*PROBLEM*. Word for word, print out all of the data, omitting every image.

*EXTRACTED DATA*.
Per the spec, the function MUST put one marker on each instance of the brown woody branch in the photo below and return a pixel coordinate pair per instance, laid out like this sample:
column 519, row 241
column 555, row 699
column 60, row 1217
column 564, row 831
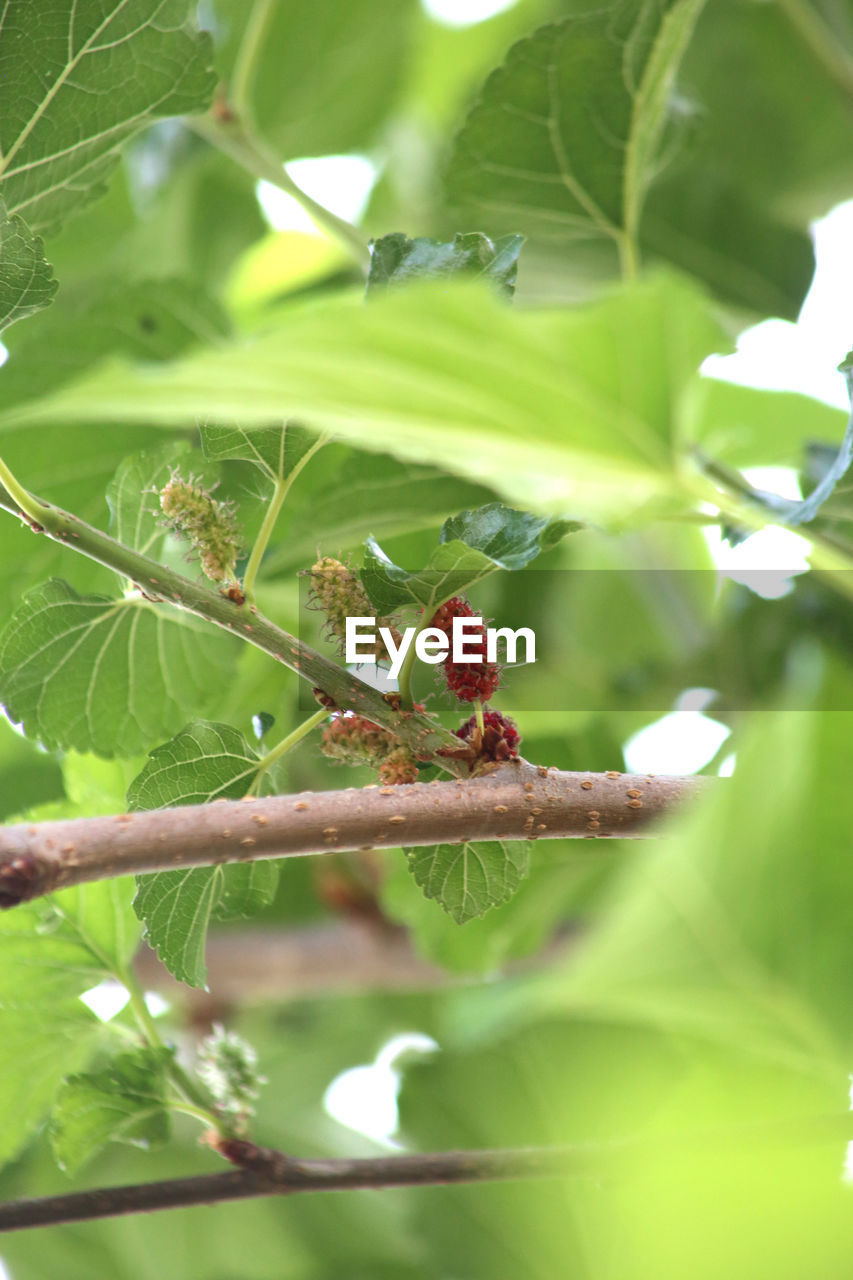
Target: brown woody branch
column 265, row 963
column 516, row 801
column 272, row 1173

*WRITTEN REPLY*.
Per the spec, the function MUST put one marker on each instance of the brown woody branch in the photo below and return a pixel coordinate pair per instance, laid out like this sample:
column 519, row 241
column 555, row 699
column 60, row 1217
column 564, row 831
Target: brown woody branch
column 265, row 963
column 516, row 801
column 272, row 1173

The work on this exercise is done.